= Beginning of Section =
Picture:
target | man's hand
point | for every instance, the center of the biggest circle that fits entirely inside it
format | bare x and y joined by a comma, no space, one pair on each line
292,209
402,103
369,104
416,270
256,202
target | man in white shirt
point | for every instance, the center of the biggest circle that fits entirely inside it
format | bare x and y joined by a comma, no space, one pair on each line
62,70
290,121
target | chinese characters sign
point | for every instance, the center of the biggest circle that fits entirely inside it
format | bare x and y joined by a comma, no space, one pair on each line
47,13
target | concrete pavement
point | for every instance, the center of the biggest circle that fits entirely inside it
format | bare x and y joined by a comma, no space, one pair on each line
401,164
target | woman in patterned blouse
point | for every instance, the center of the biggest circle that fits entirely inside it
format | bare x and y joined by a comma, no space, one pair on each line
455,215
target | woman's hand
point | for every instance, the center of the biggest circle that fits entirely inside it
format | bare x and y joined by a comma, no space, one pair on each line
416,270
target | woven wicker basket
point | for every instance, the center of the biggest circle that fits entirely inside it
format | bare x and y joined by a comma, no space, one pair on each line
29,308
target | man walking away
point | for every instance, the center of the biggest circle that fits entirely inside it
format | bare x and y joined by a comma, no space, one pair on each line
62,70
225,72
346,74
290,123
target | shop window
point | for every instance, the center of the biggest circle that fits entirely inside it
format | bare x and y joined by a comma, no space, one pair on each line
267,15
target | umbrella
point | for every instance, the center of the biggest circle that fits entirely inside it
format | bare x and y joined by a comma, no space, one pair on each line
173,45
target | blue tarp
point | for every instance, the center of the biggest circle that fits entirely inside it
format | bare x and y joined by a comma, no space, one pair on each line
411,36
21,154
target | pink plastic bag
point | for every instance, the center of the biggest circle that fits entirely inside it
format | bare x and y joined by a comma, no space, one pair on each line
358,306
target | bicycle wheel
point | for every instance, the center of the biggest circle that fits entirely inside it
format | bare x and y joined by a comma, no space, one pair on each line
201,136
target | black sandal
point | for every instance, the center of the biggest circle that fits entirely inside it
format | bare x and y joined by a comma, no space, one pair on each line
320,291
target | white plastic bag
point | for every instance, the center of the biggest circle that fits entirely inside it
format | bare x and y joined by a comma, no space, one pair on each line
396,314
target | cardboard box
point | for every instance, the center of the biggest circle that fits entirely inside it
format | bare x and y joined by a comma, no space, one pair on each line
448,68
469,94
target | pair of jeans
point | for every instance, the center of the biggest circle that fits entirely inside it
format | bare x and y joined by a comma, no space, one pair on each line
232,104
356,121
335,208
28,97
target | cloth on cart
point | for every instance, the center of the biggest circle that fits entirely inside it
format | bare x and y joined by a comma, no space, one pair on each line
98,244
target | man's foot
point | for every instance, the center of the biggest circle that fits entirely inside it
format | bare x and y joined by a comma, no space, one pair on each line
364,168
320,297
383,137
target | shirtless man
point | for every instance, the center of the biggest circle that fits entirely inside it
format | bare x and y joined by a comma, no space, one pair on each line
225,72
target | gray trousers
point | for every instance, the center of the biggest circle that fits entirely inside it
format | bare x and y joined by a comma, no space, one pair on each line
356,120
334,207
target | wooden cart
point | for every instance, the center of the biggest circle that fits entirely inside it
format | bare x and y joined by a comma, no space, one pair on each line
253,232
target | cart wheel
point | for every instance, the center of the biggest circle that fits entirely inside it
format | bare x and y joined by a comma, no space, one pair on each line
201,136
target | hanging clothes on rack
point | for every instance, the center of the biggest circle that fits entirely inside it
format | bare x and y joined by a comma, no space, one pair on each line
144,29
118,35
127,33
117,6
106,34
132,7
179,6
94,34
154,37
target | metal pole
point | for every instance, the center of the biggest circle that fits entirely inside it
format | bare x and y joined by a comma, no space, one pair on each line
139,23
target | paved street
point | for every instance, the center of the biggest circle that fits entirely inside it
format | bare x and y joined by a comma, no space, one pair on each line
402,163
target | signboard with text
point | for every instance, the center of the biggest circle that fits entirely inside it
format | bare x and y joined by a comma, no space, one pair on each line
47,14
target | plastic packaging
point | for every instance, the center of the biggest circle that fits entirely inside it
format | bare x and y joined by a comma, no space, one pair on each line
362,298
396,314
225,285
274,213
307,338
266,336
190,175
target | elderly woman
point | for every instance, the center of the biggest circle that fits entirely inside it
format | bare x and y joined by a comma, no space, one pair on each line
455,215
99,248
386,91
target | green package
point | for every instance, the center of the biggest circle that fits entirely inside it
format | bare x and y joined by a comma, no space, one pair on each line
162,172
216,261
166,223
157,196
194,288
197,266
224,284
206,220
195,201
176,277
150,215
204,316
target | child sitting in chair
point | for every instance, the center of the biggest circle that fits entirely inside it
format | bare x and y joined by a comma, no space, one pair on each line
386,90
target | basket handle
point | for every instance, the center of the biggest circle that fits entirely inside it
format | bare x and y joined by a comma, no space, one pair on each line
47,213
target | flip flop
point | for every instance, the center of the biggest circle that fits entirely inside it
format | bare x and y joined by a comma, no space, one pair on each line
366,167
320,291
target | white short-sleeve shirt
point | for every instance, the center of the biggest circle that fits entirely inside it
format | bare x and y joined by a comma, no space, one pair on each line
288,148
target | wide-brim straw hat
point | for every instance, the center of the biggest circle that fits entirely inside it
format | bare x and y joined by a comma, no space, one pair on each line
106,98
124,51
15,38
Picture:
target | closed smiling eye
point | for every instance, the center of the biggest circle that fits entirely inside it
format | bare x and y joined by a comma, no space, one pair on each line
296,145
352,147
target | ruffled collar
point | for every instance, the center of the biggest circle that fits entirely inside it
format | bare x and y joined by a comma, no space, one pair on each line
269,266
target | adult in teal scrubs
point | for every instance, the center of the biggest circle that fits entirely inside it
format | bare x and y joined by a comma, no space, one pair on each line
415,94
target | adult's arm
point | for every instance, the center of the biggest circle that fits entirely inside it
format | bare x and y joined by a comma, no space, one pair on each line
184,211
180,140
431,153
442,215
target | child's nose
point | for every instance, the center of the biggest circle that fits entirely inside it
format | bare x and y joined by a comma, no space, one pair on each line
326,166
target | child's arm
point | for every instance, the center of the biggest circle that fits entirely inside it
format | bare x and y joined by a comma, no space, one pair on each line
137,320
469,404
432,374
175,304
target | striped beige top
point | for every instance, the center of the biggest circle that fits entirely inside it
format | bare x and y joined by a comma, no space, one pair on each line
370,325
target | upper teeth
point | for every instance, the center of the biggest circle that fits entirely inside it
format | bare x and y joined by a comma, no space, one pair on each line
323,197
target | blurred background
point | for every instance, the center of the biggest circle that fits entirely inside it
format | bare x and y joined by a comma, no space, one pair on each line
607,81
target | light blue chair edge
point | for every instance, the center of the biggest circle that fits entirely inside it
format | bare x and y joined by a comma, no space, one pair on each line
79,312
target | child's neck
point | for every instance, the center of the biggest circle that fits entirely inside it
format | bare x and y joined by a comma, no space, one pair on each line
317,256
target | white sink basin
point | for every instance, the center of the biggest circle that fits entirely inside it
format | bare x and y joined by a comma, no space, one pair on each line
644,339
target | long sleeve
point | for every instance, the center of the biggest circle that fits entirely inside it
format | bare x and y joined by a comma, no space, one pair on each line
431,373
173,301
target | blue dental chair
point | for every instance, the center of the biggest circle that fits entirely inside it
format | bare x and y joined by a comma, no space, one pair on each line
= End of Section =
§ Work instructions: The answer must be every line of the entries that includes the word "basket".

§ Response to this exercise:
target | woven wicker basket
target | basket handle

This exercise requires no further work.